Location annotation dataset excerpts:
━━━━

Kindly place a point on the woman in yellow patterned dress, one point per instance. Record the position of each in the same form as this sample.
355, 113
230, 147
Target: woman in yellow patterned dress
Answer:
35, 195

━━━━

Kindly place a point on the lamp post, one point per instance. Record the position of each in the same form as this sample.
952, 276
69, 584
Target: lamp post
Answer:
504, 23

━━━━

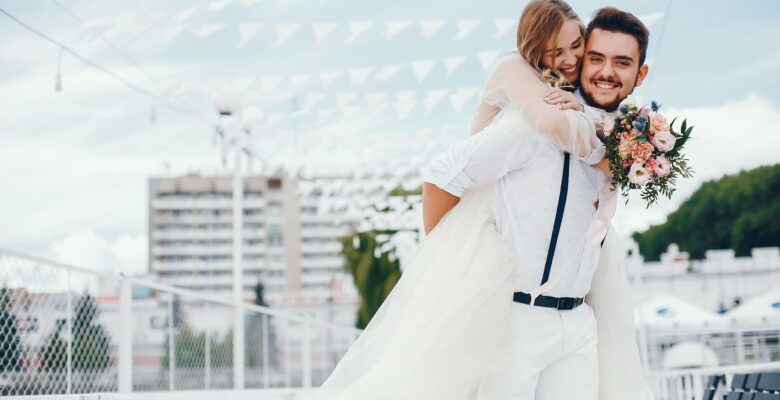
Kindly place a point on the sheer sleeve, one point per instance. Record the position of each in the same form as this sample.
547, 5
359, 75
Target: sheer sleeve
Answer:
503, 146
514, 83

━━━━

■ Problem to solve
Please report every line in the items above that contains the word "each".

■ Full answer
Kindly place a point on the woman in yellow patterned dress, one point per instance. Record the position of each in the same form as this sample.
Kindly place a point on the lamp post, one point per instance. Record the position of each in the same form as this sample.
Kindly place a point on the sheer sleeve, one point per instance. Record the position of each in the same form as this sample.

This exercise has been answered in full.